[Collection entries]

• • •

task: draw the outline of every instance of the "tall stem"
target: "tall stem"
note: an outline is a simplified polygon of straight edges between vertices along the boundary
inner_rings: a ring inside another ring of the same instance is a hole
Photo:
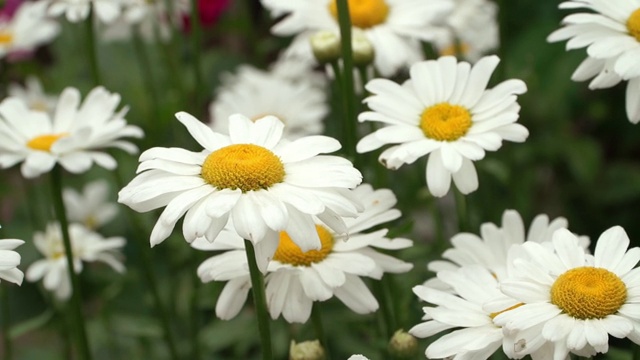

• • •

ABOUT THIS TASK:
Would you please retype all the data exactly? Leave out whatever pictures it holds.

RESPONSE AREA:
task: draw the outline of every instance of the "tall stem"
target: "tall stem"
note: an outline is a simplified polygon of straight edges between vertices along the boundary
inner_rings: a ring inside another ring of the same instance is a hole
Photo:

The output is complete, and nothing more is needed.